Reading passage
++++++++++++++++++++
Woodfield Mall rises from Schaumburg cornfields
In the early 1960s, Schaumburg still had more open fields than buildings, but the village had already set aside its northeast corner for big businesses, since the new highway plans sped things up.
The plan depended on Interstate 90 and IL-53 crossing in the same place. The goal was to make the area a center for the region, and seeing the roads on the map made it feel more real and organized.
A. Harold Anderson began buying up farmland in the area, one acquisition at a time. Sears, Roebuck & Co. came in through its Homart Development subsidiary and partnered with Anderson and mall developer A. Alfred Taubman.
In 1967, Sears' Homart Development Co. and the Taubman Company formed Woodfield Associates and bought a 191-acre tract for the project.
Marshall Field & Company later joined the development as an anchor department store. The name "Woodfield" combined former Sears chairman Robert E. Wood with Marshall Field.
++++++++++++++++++++
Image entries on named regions
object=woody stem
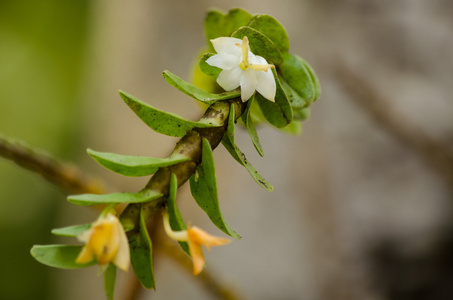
[120,98,245,231]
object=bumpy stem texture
[0,135,104,194]
[121,98,245,230]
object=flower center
[237,36,274,72]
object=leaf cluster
[31,9,320,299]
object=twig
[0,134,104,194]
[121,98,245,230]
[335,62,453,187]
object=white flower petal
[206,53,240,70]
[217,66,244,91]
[240,69,257,102]
[256,69,277,102]
[211,37,242,57]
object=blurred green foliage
[0,0,89,300]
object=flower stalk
[120,98,245,231]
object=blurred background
[0,0,453,300]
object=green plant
[31,9,320,299]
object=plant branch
[335,62,453,187]
[0,134,104,194]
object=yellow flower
[163,211,231,275]
[76,213,130,271]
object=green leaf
[198,53,222,78]
[129,208,155,289]
[162,71,241,105]
[293,107,310,121]
[278,75,310,108]
[87,149,190,176]
[223,8,252,36]
[248,15,289,53]
[222,104,273,191]
[242,96,264,157]
[279,53,316,106]
[204,10,225,52]
[68,190,162,205]
[301,58,321,102]
[51,223,91,237]
[190,138,241,239]
[279,120,303,135]
[104,264,116,300]
[120,91,220,137]
[255,69,293,128]
[167,173,190,256]
[30,245,97,269]
[231,26,283,65]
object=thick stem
[121,98,245,230]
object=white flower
[76,213,130,271]
[206,37,276,102]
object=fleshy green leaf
[198,53,222,78]
[278,76,310,108]
[167,174,190,256]
[30,245,97,269]
[68,190,162,205]
[87,149,190,176]
[162,71,241,105]
[301,58,321,102]
[279,53,316,106]
[129,209,155,289]
[204,10,225,52]
[104,264,116,300]
[222,104,273,191]
[120,91,221,137]
[255,69,293,128]
[242,96,264,157]
[293,107,310,121]
[190,138,241,239]
[248,15,289,53]
[51,223,91,237]
[223,8,252,36]
[279,120,303,135]
[231,26,283,65]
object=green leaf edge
[51,223,92,237]
[119,91,221,137]
[167,173,190,256]
[162,69,241,105]
[241,96,264,157]
[130,208,156,290]
[68,190,163,206]
[189,138,241,240]
[231,26,283,65]
[87,149,190,177]
[222,104,274,192]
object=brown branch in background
[334,62,453,187]
[0,134,104,194]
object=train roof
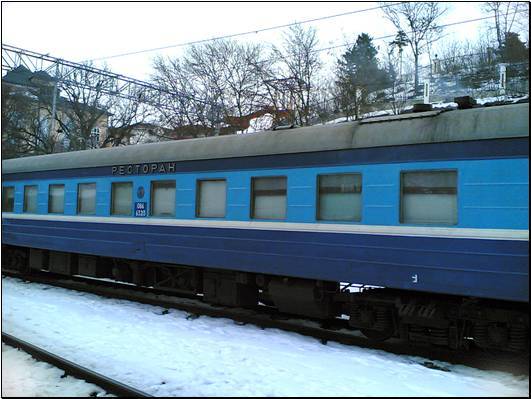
++++++++++++++++++++
Problem requirements
Extract the full passage above on the origins of Woodfield Mall, word for word.

Task result
Woodfield Mall rises from Schaumburg cornfields
In the early 1960s, Schaumburg still had more open fields than buildings, but the village had already set aside its northeast corner for big businesses, since the new highway plans sped things up.
The plan depended on Interstate 90 and IL-53 crossing in the same place. The goal was to make the area a center for the region, and seeing the roads on the map made it feel more real and organized.
A. Harold Anderson began buying up farmland in the area, one acquisition at a time. Sears, Roebuck & Co. came in through its Homart Development subsidiary and partnered with Anderson and mall developer A. Alfred Taubman.
In 1967, Sears' Homart Development Co. and the Taubman Company formed Woodfield Associates and bought a 191-acre tract for the project.
Marshall Field & Company later joined the development as an anchor department store. The name "Woodfield" combined former Sears chairman Robert E. Wood with Marshall Field.